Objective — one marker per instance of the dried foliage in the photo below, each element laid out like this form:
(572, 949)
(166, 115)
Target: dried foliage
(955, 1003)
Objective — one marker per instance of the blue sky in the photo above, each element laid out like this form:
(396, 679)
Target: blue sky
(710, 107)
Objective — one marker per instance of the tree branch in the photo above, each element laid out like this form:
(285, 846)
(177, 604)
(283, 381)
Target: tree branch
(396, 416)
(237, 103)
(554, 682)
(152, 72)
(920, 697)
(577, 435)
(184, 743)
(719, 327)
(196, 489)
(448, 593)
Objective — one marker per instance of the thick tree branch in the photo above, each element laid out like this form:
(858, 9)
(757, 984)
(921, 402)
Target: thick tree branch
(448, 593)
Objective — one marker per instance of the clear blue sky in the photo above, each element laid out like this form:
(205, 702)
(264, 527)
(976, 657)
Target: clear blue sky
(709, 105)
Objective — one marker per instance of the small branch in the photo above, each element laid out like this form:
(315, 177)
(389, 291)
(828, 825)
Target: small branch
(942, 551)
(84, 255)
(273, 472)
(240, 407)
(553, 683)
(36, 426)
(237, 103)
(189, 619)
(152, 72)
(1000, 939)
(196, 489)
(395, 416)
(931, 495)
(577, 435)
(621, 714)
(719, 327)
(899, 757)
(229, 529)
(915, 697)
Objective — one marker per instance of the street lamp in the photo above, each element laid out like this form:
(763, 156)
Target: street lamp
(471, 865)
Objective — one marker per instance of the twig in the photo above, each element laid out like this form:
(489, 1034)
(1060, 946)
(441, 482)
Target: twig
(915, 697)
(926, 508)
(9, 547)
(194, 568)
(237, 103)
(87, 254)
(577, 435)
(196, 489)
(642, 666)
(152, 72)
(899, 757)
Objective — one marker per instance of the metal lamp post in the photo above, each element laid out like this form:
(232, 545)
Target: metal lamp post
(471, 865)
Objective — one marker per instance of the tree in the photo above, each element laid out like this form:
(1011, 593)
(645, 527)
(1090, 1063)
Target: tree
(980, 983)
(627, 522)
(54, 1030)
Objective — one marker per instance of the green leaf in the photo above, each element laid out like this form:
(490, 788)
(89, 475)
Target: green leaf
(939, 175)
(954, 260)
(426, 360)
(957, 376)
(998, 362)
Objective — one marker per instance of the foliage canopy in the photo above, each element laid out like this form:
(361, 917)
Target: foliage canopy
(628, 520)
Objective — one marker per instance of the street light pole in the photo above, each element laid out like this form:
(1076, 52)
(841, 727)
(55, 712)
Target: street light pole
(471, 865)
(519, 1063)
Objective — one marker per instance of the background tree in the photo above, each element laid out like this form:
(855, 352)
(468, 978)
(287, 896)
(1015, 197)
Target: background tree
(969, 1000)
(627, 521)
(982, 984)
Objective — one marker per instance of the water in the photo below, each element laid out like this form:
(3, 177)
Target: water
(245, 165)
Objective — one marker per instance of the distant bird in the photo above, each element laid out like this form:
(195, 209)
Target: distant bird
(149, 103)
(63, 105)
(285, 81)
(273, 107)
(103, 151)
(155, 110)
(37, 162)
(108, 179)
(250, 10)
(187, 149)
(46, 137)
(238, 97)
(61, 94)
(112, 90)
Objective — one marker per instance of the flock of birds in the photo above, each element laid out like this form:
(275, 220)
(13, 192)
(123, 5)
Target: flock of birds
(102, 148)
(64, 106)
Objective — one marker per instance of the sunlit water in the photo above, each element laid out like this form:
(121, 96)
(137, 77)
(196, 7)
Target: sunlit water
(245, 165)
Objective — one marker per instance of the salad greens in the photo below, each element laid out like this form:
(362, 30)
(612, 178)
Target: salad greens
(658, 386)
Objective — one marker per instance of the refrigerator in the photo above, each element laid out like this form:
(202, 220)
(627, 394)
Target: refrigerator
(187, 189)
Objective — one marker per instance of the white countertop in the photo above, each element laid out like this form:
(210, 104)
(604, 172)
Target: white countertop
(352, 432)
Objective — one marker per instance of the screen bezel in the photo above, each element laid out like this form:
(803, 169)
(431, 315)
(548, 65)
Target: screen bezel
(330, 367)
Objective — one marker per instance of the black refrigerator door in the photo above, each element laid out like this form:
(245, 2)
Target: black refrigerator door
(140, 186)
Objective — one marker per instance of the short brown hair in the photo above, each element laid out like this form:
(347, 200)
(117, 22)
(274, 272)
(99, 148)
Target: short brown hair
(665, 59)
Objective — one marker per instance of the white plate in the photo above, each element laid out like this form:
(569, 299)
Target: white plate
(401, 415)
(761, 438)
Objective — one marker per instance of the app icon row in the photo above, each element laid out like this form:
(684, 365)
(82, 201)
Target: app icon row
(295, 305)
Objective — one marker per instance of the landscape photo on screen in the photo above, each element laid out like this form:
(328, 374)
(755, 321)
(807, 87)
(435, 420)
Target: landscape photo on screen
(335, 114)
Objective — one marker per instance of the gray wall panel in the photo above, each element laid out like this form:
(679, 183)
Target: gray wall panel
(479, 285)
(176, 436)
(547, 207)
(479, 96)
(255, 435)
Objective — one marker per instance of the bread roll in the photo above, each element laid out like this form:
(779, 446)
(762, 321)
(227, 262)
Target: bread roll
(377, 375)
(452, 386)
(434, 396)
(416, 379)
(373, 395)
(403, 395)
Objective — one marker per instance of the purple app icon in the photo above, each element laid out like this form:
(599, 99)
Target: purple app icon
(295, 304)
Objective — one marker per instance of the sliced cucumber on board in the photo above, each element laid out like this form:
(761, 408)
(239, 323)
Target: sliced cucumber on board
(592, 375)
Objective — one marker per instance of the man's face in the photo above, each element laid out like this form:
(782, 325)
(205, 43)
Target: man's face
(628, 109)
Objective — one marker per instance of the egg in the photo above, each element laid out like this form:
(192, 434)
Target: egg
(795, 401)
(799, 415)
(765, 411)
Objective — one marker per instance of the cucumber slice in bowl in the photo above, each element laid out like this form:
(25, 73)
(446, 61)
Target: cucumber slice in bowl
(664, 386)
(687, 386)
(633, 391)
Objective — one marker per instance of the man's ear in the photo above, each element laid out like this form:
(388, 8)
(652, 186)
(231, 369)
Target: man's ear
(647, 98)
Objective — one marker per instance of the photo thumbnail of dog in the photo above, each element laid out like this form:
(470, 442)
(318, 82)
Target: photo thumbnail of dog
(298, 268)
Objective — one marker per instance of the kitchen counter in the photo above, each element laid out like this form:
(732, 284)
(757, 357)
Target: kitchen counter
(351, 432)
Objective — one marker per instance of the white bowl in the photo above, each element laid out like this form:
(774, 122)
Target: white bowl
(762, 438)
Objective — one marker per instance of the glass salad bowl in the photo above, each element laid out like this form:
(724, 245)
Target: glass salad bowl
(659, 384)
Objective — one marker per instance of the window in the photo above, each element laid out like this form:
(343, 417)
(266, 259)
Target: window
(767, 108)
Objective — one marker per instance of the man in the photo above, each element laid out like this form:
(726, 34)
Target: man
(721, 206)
============================================================
Rewrite the material from the line containing "Objective — one marker per instance of the white bowl" through the end of the material, both ends included, leaving all other lines unchanged and multiplying only the answer coordinates by 1.65, rounded to whole numbers with halves rounded up.

### Answer below
Objective — one marker per instance of the white bowl in the photo above, each element laid out like this form:
(774, 122)
Target: white bowl
(1257, 723)
Objective — one marker per instance of the glass salad bowl in the photo above, each element laid out like this form:
(724, 245)
Target: glass salad bowl
(1087, 634)
Objective — one marker per instance of the window in the photo above, each element laid out like this form:
(343, 417)
(266, 259)
Target: window
(1266, 178)
Objective — one marker per instance of the man in the photo above, each element laid out like this form:
(726, 34)
Target: man
(1190, 340)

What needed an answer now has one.